## DIRECTION 1:
Set down the film article's stretch from "The Murder of Nicole Brown Simpson is" through "panned by critics." word for word.

## QUOTED PASSAGE:

• • • • • • •

- Poster
- Directed by: Daniel Farrands
- Written by: Michael Arter
- Produced by: Eric Brenner Daniel Farrands Lucas Jarach
- Starring: Mena Suvari Nick Stahl
- Cinematography: Ben Demaree
- Edited by: Brian D'Augustine Dan Riddle
- Music by: Michael Gatt
- Distributed by: Quiver Distribution
- Release dates: December 9, 2019 (United Kingdom); January 10, 2020 (United States);
- Running time: 82 minutes
- Country: United States
- Language: English

= The Murder of Nicole Brown Simpson =

2019 film by Daniel Farrands

The Murder of Nicole Brown Simpson is a 2019 American crime thriller film directed by Daniel Farrands. The film is loosely based on the murder of Nicole Brown Simpson, presenting a fictionalized version of events in which Brown Simpson is murdered by serial killer Glen Edward Rogers, and not by O. J. Simpson, her ex-husband and the primary suspect in the case. Though Mena Suvari's performance as Nicole Brown was praised, the film was panned by critics.

• • • • • • •

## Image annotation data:
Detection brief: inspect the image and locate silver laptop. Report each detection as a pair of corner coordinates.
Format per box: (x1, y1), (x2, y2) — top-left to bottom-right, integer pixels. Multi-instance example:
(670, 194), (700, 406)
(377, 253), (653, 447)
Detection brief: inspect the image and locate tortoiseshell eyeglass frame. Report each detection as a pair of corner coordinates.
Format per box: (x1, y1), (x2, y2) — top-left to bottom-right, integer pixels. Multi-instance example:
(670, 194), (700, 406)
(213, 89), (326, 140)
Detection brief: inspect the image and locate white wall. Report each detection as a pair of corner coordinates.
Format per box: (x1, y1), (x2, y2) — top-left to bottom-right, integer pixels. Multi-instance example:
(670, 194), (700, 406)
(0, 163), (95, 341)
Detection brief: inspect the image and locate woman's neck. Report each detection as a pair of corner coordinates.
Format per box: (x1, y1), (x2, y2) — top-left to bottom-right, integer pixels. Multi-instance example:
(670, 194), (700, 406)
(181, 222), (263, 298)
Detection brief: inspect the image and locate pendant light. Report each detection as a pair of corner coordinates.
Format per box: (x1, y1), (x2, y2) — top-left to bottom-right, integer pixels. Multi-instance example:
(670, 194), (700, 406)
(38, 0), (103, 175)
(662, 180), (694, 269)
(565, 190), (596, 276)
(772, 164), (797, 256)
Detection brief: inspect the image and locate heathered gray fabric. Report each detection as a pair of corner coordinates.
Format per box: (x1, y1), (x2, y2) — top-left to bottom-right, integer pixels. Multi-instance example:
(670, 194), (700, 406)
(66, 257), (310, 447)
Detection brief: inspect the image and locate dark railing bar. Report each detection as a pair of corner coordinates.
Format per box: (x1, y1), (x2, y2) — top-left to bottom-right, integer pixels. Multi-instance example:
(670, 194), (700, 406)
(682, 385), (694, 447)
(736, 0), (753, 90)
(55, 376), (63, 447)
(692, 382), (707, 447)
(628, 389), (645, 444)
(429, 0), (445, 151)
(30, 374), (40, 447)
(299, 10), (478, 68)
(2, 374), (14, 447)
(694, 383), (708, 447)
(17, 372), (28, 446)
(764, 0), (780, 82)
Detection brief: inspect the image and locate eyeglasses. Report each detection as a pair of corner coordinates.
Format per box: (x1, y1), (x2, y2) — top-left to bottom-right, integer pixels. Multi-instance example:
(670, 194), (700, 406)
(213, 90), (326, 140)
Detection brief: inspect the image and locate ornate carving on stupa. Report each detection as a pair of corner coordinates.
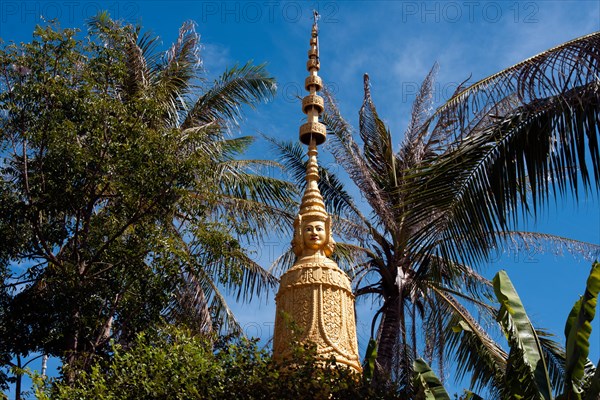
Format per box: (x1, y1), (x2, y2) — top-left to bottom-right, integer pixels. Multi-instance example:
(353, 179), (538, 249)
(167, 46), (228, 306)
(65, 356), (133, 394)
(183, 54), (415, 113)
(273, 14), (361, 372)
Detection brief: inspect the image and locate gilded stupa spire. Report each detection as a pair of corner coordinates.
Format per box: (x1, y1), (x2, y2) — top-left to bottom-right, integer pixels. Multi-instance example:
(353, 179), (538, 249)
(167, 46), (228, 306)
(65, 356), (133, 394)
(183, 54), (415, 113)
(273, 12), (361, 372)
(296, 11), (330, 244)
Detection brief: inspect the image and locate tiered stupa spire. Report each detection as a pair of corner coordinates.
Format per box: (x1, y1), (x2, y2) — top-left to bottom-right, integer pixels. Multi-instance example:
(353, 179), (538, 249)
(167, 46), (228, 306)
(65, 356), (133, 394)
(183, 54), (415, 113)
(273, 13), (361, 372)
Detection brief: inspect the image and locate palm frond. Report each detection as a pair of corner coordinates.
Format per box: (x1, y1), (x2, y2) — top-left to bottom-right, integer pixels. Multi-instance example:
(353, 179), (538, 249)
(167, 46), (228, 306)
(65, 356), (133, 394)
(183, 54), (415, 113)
(182, 63), (276, 129)
(398, 63), (439, 170)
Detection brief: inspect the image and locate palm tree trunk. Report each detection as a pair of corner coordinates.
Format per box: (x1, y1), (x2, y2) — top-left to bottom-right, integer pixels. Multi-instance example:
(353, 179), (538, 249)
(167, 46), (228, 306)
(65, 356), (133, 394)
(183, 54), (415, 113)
(376, 293), (401, 382)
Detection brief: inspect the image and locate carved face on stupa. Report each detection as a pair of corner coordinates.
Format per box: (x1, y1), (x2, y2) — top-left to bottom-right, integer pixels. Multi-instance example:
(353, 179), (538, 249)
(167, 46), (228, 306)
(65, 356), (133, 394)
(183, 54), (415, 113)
(292, 215), (335, 257)
(302, 221), (327, 250)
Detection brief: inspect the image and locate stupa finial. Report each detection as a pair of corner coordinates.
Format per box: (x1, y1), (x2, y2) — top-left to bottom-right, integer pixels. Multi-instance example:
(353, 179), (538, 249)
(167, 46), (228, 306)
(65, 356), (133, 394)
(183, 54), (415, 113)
(273, 17), (361, 372)
(300, 11), (327, 146)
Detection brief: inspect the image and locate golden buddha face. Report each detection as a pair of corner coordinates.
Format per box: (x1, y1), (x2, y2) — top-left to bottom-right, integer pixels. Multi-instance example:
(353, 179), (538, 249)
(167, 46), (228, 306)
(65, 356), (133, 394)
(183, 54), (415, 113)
(302, 221), (327, 250)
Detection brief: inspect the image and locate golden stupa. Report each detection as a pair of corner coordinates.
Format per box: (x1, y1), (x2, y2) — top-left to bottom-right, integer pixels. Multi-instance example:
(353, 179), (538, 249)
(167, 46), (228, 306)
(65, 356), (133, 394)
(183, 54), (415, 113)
(273, 13), (361, 372)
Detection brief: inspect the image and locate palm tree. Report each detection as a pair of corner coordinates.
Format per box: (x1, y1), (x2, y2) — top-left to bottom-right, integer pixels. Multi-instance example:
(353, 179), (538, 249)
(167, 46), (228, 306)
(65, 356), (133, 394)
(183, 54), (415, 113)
(276, 34), (600, 397)
(2, 14), (296, 382)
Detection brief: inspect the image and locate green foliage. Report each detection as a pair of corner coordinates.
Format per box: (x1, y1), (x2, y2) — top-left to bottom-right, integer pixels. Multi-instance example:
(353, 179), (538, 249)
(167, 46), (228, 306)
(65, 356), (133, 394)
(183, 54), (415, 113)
(0, 14), (295, 394)
(493, 271), (552, 400)
(413, 358), (450, 400)
(38, 328), (399, 400)
(564, 262), (600, 399)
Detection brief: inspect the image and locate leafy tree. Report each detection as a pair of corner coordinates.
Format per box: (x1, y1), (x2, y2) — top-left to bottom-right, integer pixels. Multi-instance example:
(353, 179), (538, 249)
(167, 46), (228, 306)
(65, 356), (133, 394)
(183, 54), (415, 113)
(415, 262), (600, 400)
(273, 33), (600, 397)
(0, 14), (295, 390)
(37, 328), (400, 400)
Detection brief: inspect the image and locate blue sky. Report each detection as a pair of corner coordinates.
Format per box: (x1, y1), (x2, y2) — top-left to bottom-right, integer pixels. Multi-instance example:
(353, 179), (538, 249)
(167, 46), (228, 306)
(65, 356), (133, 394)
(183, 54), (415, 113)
(0, 0), (600, 394)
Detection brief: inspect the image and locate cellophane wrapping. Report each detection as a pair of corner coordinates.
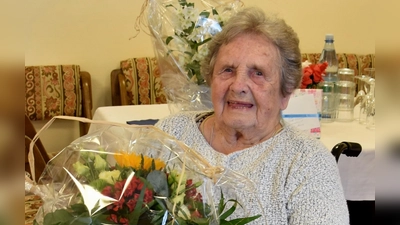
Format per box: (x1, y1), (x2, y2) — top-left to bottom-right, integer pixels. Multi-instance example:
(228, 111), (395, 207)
(25, 125), (260, 225)
(146, 0), (243, 112)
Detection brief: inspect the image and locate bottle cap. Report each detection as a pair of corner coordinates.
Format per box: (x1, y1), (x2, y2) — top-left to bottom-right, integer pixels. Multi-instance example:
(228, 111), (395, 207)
(325, 34), (333, 41)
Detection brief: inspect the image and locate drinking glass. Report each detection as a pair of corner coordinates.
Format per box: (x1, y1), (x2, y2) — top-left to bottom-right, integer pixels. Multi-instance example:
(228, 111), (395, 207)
(336, 81), (355, 122)
(366, 98), (375, 130)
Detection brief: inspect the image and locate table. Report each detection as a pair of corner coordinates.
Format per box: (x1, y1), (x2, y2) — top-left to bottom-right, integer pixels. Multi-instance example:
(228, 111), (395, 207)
(89, 104), (375, 201)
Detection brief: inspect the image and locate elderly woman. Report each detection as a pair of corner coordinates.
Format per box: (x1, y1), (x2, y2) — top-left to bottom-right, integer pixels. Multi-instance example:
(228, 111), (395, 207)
(156, 8), (348, 225)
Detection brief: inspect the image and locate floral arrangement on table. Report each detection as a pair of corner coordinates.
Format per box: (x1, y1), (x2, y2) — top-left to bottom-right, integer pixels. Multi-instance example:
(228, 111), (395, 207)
(165, 0), (226, 85)
(28, 125), (260, 225)
(301, 61), (328, 89)
(148, 0), (243, 110)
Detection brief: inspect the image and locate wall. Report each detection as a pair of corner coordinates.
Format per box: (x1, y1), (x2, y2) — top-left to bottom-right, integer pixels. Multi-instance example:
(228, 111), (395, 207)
(24, 0), (375, 152)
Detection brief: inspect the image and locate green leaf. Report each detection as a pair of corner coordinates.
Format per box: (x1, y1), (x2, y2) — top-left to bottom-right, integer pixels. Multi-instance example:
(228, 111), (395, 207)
(129, 184), (147, 224)
(89, 179), (110, 192)
(146, 170), (169, 197)
(212, 8), (218, 15)
(43, 209), (81, 225)
(200, 11), (210, 18)
(220, 200), (238, 220)
(220, 215), (261, 225)
(218, 190), (225, 215)
(165, 36), (174, 45)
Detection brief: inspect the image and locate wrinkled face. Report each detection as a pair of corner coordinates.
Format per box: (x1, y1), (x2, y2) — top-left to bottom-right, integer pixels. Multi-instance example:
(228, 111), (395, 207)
(211, 34), (289, 129)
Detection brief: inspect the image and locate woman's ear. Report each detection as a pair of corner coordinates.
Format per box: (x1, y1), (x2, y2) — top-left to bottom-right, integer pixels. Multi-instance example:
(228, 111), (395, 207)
(280, 94), (291, 110)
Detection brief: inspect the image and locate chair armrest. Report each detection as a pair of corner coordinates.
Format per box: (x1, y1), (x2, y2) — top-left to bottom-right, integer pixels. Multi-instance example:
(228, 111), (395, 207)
(80, 71), (93, 136)
(118, 73), (131, 105)
(110, 69), (121, 106)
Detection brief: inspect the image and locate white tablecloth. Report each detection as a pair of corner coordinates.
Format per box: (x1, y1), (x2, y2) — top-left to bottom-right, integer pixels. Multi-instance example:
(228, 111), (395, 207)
(89, 104), (375, 201)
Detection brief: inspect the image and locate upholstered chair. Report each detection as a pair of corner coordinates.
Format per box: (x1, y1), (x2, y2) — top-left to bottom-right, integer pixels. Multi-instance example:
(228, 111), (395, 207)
(25, 65), (93, 136)
(111, 57), (167, 105)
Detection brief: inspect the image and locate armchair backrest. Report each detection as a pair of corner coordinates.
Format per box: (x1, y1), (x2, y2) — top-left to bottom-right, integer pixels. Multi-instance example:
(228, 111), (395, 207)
(111, 57), (167, 105)
(25, 65), (93, 135)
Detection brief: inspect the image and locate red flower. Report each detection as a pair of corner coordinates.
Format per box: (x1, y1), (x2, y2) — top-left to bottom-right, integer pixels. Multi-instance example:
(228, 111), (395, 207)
(301, 62), (328, 89)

• • • • • • •

## DIRECTION 2:
From the rows, reproduce everything from the line containing "Detection brief: inspect the image and locate leafy" through the line containing "(366, 98), (375, 130)", requests included, and offset every bounding-box coordinate in the answers by -55. Omit the pictures.

## WRITTEN ANSWER 1:
The Murder of Nicole Brown Simpson is a 2019 American crime thriller film directed by Daniel Farrands. The film is loosely based on the murder of Nicole Brown Simpson, presenting a fictionalized version of events in which Brown Simpson is murdered by serial killer Glen Edward Rogers, and not by O. J. Simpson, her ex-husband and the primary suspect in the case. Though Mena Suvari's performance as Nicole Brown was praised, the film was panned by critics.

## WRITTEN ANSWER 2:
Detection brief: inspect the image and locate leafy tree. Report each detection as a pair of corner coordinates.
Format per box: (x1, y1), (x2, y2) — top-left to bottom-right, integer pixels. Multi-instance example:
(353, 179), (538, 249)
(167, 46), (228, 306)
(65, 356), (133, 394)
(183, 54), (415, 113)
(360, 207), (545, 345)
(218, -22), (545, 342)
(-55, -41), (240, 335)
(-18, 273), (345, 345)
Detection brief: inspect the image and locate blue sky. Report each detection as a pair of corner coordinates.
Format per box: (x1, y1), (x2, y2) — top-left to bottom-right, integer pixels. Multi-instance example:
(353, 179), (538, 249)
(167, 46), (228, 306)
(65, 356), (133, 394)
(183, 54), (415, 113)
(-55, -55), (545, 339)
Detection brief: inspect the image and locate cellophane wrapping. Report each detection as a pair of corner coordinates.
Format per box: (x1, y1), (x2, y2) — top-left to bottom-right, integer pixels. Multi-instance example:
(228, 111), (395, 207)
(-30, 70), (205, 170)
(91, -55), (188, 57)
Detection brief: inspect the image and locate bottle cap. Report each detection as a pair of corner coordinates.
Format per box: (x1, y1), (x2, y2) — top-left to bottom-right, integer pixels. Multi-instance example:
(228, 111), (395, 207)
(270, -21), (278, -14)
Detection brief: inspect the image and locate drinking glass. Report each detection as a pair of corner coordinates.
Format per box: (x1, y1), (x2, y2) — top-left to bottom-right, integer pixels. Multi-instance example:
(228, 111), (395, 207)
(281, 26), (300, 67)
(311, 43), (320, 75)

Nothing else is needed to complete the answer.